--- Estratto ---
◆ ◆ ◆ ◆
‘Conversations I’ parte e per un po’ non succede molto: solito free jazz sghembo, qualche strombazzata qui e lì, giusto un’altra tacca da aggiungere alla discografia di Roscoe Mitchell. Poi dopo 3 minuti i nostri partono per la tangente e ‘Knock’N'Roll’, questo il titolo della prima traccia, si trasforma in una specie di cataclisma: un muro del suono impressionante e gratuitamente violento che, a conti fatti, resta quasi l’unica cosa da ricordare. Non che siano i primi a tentare la carta dell’impatto, anzi, ma impressiona come in tre siano in grado di fare casino per trenta.
◆ ◆ ◆ ◆
--- Da fare ---
[1] Nella recensione di ‘Conversations I’, come si intitola la prima traccia?
[2] Prosegui la recensione di ‘Conversations I’ dopo l'ultima frase riportata.

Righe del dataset
◆ ◆ ◆ ◆
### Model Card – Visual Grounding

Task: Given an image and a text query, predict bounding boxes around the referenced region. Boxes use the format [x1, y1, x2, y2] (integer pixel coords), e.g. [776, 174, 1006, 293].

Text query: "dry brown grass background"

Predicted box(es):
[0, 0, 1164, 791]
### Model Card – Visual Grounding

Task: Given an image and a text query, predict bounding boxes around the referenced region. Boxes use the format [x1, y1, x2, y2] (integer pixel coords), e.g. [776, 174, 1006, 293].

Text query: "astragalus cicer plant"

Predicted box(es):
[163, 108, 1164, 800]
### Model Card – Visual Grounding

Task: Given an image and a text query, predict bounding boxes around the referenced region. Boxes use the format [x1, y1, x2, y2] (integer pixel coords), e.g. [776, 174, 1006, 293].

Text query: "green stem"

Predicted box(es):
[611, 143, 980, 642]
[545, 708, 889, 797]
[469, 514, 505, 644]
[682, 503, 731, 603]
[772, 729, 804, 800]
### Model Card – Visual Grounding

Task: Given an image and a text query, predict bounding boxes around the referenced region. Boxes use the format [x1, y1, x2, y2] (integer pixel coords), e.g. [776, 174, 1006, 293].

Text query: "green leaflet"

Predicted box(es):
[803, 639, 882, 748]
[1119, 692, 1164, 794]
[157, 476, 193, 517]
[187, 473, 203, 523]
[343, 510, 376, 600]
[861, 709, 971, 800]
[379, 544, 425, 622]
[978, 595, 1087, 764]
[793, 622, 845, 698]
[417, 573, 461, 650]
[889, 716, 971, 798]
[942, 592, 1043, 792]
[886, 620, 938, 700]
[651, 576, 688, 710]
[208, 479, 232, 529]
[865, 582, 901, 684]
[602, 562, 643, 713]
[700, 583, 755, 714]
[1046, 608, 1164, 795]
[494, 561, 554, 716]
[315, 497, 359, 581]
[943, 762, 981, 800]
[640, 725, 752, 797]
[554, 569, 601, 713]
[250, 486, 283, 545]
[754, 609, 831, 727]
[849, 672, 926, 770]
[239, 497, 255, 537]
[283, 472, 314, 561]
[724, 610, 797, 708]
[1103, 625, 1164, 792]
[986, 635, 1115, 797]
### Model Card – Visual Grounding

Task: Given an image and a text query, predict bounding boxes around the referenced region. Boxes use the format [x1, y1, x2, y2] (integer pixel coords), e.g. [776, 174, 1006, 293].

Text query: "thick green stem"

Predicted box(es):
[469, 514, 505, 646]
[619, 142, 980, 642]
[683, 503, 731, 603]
◆ ◆ ◆ ◆
--- Risposte ai compiti ---
[1] ‘Knock’N'Roll’.

[2]
Per il resto il disco scorre via tra alti e bassi lasciando poche tracce: il sax di Mitchell preferisce mantenersi su atmosfere calme, giocando, come suo solito, con gli spazi, ma i risultati non incidono (i 15 soporiferi minuti di ‘Distant Radio Transmission’ sono qualcosa di insostenibile). Un po’ meglio quando provano a spingere sull’acceleratore: ‘Darse’ per esempio, senza scomodare i livelli di ferocia della opener, è un free jazz articolato che alza la media e segna una strada potenzialmente interessante da seguire (una seconda parte, ‘Conversations II’, è prevista per Aprile).
Le cose migliori arrivano dai due “gregari”, che poi tanto gregari non sono: fa piacere ascoltare il piano di Craig Taborn di nuovo in contesti “vivaci” dopo le sue esperienze in ECM, ma soprattutto è da apprezzare l’inventiva alle percussioni dello strambo Kikanju Baku, sempre fotografato a volto coperto. La sostanza alla fine non è tantissima, ma c’è a chi basterà. (Nico Toscani)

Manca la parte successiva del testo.